What to do » Update the data below by changing every "layered ridgeline" to "rocky ridge" and keeping everything else the same. Leave the pictures out of your answer.

Data provided »
--- begin ---

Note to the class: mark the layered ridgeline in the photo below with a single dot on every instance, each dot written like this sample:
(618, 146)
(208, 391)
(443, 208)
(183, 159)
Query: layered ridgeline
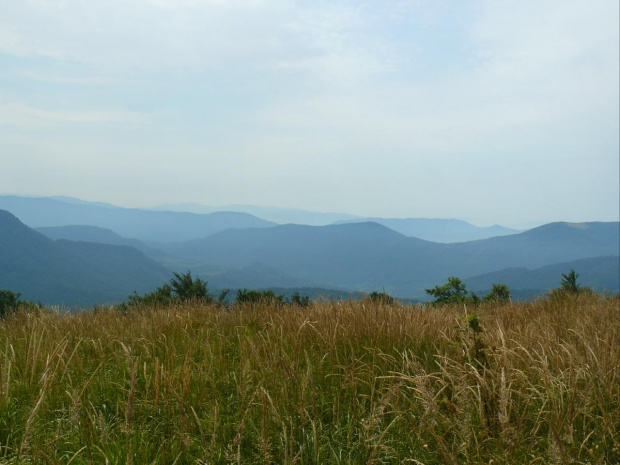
(437, 230)
(256, 254)
(98, 235)
(600, 274)
(69, 272)
(145, 225)
(368, 256)
(193, 221)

--- end ---

Answer to this exercise »
Note to the class: mark the rocky ridge in the photo below with a single dot on every instance, each dot written like this sample:
(618, 146)
(208, 391)
(443, 208)
(183, 159)
Query: rocky ridge
(437, 230)
(256, 254)
(98, 235)
(600, 274)
(69, 272)
(145, 225)
(368, 256)
(193, 221)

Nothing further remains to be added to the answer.